__Texte source__
Société Nouvelle de Librairie et d’Édition (p. 101-110).

CHAPITRE VIII

LE COLONIALISME ET LA RÉVOLUTION MONDIALE


Nous touchons au point le plus important de cette étude. Quels sont les effets du colonialisme sur la structure sociale ? Quelles sont les conséquences qu’offre son développement continu, pour les prolétariats nationaux, et pour la classe ouvrière, envisagée universellement ? Quelle est sa contribution au processus de l’État capitaliste, et par suite quelle attitude les travailleurs organisés adopteront-ils à son égard ? Tous ces problèmes sont connexes. En réalité, ils ne forment qu’une seule et même question d’intérêt primordial.

__Matériel__
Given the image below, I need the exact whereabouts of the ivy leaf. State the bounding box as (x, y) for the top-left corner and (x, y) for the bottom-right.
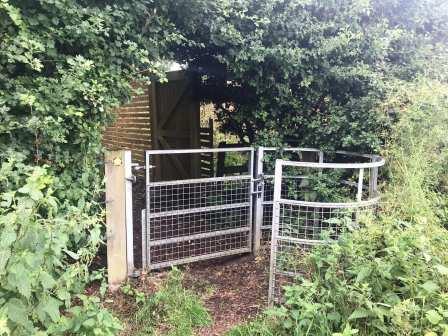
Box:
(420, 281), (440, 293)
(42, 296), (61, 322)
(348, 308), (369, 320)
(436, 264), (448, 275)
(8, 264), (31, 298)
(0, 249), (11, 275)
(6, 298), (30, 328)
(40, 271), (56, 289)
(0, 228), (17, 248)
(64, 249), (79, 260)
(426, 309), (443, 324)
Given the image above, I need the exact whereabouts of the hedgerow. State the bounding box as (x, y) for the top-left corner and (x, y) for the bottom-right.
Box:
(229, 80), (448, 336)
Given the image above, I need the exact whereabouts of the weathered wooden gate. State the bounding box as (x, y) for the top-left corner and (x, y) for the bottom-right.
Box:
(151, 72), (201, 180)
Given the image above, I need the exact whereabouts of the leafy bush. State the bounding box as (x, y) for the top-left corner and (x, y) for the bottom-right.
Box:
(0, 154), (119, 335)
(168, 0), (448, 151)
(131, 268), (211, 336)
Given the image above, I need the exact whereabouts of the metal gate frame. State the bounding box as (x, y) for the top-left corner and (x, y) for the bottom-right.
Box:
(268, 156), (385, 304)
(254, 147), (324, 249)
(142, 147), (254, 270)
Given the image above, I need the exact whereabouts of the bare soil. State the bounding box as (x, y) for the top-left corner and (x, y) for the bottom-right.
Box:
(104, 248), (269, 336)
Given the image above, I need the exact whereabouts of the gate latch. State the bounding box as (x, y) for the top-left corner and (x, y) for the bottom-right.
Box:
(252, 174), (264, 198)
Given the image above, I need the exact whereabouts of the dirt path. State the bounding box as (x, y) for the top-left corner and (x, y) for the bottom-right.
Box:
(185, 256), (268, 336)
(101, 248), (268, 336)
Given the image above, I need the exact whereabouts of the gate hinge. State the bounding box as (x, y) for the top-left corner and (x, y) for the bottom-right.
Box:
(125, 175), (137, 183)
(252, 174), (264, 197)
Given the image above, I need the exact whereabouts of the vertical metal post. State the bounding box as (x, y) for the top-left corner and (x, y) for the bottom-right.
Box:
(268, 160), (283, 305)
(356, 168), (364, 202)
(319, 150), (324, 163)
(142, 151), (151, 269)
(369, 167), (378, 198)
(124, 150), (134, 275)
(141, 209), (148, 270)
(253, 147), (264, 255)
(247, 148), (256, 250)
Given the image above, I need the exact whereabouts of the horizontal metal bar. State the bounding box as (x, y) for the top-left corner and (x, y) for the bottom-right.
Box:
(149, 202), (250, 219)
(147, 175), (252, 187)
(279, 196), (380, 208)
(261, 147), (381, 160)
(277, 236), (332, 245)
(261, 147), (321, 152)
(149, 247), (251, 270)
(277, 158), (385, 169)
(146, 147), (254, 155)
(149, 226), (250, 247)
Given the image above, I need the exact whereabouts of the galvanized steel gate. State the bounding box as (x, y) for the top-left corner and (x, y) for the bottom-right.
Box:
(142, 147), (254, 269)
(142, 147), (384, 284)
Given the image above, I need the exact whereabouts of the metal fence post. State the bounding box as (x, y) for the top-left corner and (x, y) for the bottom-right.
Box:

__À faire__
• A. D'après le texte sur le colonialisme, pourquoi les problèmes posés au début du chapitre sont-ils dits connexes ? Répondez en une à trois phrases.
• B. Prolongez le texte sur le colonialisme en reprenant juste après sa dernière phrase.

__Réponses par tâche__
• A. Ils sont connexes parce qu'en réalité ils ne forment qu'une seule et même question d'intérêt primordial. Cette question regroupe les effets du colonialisme sur la structure sociale, ses conséquences pour les prolétariats nationaux et la classe ouvrière, son rôle dans le processus de l'État capitaliste et l'attitude que les travailleurs organisés adopteront à son égard.

• B.
Les apôtres à outrance de l’expansion exotique, les champions de l’impérialisme, se sont attachés à démontrer que toute conquête d’un domaine nouveau, en amenant de nouvelles couches de consommateurs, ou en apportant des matières brutes à une industrie nouvelle, tendait à améliorer le sort des salariés. On a fait valoir longtemps, à l’appui de cette thèse, la condition de l’ouvrier qualifié d’Outre-Manche, dont la paie quotidienne dépassait de beaucoup celle du Belge, du Français ou de l’Allemand. On tirait argument du prodigieux tribut que l’Inde déversait sur la mère-patrie, pour exalter les services, la valeur collective des entreprises à longue portée. Peut-être le tableau, si chargé qu’il fût, offrait-il quelque parcelle de vérité, bien qu’on regardât toujours le travailleur en place, et qu’on négligeât le chômeur involontaire. Mais c’est en une très brève étape de son histoire, que l’Angleterre a détourné, sur son énorme prolétariat, une part des richesses asiatiques ; et bientôt le colonialisme, là-bas comme partout, a aggravé la misère et déprécié la main-d’œuvre, en multipliant les sans-travail.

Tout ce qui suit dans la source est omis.